**Problem description:** The response should hold each line from the entries below where "water" is found.

**Extracted entries:**
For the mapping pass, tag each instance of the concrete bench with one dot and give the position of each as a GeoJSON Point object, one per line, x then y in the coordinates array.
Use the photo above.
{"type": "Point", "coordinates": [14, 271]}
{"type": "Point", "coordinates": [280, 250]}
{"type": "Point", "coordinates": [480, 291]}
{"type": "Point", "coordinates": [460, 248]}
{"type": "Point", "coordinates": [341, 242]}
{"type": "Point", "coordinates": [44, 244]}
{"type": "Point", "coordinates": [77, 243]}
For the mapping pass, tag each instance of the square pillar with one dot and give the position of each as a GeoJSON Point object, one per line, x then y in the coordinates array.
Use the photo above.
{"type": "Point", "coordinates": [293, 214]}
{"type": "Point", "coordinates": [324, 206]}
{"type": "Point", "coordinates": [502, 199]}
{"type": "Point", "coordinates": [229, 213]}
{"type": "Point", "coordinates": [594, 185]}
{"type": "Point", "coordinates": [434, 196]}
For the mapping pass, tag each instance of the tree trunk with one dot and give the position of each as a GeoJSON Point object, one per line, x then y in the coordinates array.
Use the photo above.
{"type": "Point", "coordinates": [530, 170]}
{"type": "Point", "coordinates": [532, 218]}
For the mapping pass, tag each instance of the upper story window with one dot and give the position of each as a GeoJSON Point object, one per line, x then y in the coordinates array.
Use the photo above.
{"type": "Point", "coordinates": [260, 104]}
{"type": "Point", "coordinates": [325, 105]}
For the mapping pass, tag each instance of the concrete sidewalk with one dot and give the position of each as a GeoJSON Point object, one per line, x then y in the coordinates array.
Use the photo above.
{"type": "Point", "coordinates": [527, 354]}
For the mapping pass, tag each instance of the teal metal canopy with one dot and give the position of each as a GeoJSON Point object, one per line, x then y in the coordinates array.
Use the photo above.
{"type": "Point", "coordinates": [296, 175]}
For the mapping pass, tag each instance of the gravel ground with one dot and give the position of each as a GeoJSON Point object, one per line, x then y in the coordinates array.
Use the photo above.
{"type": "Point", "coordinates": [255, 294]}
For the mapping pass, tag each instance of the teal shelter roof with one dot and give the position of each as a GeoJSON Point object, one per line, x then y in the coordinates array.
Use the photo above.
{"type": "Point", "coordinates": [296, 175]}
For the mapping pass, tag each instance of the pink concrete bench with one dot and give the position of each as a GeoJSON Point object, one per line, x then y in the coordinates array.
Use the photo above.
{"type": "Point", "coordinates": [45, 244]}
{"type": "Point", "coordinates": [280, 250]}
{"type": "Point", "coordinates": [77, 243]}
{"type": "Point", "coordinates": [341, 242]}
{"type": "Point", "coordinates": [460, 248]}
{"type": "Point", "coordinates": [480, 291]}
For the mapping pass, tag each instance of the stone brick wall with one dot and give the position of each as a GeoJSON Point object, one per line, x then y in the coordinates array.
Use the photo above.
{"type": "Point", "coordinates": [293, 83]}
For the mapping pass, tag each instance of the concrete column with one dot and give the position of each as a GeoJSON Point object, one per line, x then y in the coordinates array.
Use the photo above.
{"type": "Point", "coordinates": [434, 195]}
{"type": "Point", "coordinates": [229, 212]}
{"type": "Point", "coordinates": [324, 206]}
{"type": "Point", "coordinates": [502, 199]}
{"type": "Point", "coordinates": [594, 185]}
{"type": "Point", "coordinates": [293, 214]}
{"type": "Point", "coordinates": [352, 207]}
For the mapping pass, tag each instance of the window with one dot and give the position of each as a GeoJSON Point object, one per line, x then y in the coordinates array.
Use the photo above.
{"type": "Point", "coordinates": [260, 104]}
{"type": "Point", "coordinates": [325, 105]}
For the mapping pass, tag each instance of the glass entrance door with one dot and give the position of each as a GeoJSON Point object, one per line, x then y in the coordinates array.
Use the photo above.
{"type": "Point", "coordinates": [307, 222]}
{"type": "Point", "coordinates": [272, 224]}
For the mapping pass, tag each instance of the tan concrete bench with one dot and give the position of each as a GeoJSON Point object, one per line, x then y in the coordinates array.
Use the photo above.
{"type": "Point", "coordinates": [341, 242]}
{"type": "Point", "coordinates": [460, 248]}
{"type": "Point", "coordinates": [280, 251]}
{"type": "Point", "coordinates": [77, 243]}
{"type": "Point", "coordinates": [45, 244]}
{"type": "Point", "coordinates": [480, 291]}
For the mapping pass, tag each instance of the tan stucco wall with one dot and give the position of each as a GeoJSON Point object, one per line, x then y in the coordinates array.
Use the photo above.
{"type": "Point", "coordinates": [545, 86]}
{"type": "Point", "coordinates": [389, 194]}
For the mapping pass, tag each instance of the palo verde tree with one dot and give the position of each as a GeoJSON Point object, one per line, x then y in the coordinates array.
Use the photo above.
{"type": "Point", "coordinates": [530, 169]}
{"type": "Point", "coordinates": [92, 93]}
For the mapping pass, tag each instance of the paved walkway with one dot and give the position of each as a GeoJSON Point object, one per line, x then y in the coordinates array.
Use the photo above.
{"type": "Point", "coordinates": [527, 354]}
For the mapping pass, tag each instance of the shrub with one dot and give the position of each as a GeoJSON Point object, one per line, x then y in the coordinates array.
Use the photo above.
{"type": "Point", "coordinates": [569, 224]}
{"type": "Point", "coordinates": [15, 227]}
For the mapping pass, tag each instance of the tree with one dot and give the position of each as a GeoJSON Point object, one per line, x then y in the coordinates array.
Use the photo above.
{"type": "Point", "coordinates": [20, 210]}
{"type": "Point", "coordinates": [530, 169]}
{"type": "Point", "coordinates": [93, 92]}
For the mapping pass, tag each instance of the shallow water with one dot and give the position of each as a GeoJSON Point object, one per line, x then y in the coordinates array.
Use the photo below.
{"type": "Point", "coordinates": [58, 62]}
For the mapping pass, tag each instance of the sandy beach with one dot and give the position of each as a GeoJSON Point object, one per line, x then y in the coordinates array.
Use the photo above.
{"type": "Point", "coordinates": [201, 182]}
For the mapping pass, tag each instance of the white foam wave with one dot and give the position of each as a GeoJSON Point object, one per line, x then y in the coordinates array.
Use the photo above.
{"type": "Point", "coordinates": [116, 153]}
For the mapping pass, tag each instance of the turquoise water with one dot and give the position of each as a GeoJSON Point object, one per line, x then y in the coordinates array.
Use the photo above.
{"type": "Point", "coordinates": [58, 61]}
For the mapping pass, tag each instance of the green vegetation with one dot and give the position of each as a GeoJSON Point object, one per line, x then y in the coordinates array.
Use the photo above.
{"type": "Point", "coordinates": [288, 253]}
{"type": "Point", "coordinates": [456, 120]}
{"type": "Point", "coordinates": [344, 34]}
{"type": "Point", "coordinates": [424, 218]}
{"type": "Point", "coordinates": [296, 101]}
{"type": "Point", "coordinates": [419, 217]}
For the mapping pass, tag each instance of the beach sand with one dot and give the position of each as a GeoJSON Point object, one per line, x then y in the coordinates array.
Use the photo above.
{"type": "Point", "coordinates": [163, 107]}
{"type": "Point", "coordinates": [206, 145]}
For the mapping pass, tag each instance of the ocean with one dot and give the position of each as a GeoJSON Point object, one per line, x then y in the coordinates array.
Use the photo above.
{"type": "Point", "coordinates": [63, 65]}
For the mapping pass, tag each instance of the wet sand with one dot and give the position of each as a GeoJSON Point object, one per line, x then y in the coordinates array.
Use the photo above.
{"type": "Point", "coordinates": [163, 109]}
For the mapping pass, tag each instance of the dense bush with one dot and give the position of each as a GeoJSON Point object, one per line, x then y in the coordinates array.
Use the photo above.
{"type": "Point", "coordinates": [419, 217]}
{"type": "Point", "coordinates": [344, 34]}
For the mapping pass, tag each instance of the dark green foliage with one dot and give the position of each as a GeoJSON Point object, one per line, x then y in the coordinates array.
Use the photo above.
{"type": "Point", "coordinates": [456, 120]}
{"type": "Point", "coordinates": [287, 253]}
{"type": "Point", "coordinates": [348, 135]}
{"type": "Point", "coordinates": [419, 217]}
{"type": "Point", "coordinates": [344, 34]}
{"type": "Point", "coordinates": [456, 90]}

**Your response:**
For the mapping pass, tag each instance of the shallow water with one dot and give the position of each as a GeoJSON Point object, one per line, x then y in the coordinates array.
For the mapping pass, tag each instance of the turquoise water with one dot and give the position of each as a GeoJSON Point object, one per line, x then y in the coordinates array.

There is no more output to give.